__Requirement__
Print exactly, and only, the lines running from the line containing "TARGET = sunlit" through the end of the records below.

__Referring expression pointing data__
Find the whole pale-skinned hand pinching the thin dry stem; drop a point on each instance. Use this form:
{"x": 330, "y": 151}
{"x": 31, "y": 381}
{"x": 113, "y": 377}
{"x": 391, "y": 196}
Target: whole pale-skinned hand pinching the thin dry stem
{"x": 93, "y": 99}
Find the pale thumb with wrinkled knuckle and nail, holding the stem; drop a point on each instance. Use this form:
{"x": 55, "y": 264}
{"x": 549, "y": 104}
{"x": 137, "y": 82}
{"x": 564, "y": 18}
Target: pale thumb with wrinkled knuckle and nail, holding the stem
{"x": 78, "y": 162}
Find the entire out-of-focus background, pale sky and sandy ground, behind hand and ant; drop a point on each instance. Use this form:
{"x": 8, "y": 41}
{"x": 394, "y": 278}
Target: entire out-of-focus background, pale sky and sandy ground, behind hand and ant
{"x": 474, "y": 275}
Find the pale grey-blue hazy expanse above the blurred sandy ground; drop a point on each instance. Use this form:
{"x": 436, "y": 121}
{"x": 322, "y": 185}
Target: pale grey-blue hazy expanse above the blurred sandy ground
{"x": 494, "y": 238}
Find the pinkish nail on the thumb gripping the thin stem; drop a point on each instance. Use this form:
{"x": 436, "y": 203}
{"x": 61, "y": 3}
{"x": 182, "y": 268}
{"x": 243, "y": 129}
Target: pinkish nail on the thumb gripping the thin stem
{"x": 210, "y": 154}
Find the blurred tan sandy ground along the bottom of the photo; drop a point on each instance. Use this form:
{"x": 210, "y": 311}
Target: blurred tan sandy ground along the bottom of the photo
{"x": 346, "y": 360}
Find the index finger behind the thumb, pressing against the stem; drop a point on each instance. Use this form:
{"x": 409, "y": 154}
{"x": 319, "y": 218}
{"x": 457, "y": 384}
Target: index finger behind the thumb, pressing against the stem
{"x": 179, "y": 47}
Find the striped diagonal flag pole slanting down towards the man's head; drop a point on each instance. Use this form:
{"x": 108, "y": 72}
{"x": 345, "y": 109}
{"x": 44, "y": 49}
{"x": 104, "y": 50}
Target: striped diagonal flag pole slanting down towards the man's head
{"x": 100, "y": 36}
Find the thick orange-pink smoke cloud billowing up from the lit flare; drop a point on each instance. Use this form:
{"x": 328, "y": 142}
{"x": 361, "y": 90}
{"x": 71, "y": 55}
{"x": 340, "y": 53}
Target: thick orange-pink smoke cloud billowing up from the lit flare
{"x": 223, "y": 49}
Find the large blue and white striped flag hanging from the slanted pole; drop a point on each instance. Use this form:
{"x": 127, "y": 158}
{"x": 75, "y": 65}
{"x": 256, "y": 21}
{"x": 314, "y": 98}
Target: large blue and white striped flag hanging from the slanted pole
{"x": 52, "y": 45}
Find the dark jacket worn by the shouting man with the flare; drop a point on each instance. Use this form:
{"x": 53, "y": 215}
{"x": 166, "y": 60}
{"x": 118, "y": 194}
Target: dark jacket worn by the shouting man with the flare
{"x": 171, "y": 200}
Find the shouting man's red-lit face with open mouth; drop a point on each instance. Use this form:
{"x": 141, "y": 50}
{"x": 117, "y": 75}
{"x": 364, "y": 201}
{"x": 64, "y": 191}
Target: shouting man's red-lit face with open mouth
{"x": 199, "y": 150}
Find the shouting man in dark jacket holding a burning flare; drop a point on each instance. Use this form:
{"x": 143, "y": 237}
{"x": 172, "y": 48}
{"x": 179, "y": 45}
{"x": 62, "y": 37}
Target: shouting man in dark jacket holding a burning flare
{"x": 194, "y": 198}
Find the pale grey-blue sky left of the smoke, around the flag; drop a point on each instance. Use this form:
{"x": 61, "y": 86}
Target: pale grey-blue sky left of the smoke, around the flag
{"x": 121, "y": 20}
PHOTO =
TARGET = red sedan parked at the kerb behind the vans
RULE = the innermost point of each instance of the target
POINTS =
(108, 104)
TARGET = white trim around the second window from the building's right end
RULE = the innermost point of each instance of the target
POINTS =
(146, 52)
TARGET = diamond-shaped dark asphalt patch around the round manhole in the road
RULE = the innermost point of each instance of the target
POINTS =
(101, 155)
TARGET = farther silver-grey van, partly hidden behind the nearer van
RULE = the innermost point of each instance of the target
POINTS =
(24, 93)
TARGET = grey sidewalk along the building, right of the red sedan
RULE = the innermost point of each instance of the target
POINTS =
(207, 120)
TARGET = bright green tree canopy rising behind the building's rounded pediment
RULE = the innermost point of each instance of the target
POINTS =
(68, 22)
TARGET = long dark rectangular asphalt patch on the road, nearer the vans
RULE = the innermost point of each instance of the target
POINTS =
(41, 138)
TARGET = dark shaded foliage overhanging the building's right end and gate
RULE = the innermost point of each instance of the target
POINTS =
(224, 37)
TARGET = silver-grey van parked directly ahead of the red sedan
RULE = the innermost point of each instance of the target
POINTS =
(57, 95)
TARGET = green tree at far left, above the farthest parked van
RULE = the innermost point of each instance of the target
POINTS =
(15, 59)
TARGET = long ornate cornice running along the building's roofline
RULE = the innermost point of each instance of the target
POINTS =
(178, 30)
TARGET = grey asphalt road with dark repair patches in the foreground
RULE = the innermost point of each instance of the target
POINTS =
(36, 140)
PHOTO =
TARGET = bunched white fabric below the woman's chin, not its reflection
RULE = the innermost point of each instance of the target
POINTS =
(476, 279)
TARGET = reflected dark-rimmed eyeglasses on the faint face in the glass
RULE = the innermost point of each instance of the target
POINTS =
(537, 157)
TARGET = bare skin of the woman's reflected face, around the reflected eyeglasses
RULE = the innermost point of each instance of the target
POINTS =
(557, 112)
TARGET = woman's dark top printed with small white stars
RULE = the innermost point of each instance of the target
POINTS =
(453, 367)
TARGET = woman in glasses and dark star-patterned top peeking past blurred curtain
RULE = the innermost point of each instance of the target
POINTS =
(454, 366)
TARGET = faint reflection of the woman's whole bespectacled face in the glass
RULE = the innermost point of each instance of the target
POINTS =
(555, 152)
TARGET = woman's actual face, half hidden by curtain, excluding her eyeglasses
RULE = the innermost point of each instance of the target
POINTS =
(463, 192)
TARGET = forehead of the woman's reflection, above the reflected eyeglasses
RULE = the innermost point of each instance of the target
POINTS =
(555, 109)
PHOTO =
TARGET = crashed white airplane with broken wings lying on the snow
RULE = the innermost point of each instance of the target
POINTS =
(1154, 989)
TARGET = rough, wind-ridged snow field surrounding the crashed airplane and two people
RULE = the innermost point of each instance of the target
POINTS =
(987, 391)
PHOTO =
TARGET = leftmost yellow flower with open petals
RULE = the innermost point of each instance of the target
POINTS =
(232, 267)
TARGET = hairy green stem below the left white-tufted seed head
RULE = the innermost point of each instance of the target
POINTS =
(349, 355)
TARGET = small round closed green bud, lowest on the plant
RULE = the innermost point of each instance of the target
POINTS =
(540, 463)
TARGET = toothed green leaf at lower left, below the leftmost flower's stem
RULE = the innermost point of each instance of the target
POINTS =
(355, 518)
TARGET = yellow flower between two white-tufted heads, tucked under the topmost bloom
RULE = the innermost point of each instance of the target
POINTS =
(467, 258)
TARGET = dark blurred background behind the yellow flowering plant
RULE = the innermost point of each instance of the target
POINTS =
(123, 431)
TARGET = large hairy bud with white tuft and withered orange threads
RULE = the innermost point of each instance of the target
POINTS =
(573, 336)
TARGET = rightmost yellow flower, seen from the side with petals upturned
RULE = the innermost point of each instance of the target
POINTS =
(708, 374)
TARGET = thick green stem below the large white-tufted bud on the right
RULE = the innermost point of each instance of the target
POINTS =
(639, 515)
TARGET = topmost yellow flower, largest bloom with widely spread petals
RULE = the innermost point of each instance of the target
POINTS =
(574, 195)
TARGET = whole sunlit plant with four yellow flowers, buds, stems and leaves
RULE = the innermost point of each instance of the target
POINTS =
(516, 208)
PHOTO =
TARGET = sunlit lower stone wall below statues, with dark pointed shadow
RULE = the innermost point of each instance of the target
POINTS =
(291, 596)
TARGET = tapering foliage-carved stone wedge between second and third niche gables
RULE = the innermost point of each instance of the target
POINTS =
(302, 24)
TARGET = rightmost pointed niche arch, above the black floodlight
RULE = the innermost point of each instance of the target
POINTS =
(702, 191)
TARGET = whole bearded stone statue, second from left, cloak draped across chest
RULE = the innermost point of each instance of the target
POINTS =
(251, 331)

__The answer__
TARGET = sunlit lower stone wall below statues, with dark pointed shadow
RULE = the innermost point of each instance of the target
POINTS =
(291, 596)
TARGET = tapering foliage-carved stone wedge between second and third niche gables
RULE = the innermost point of each instance of the target
POINTS =
(302, 24)
TARGET = rightmost pointed niche arch, above the black floodlight
RULE = the innermost point of each instance of the target
POINTS =
(702, 191)
TARGET = whole bearded stone statue, second from left, cloak draped across chest
RULE = the innermost point of each instance of the target
POINTS =
(251, 331)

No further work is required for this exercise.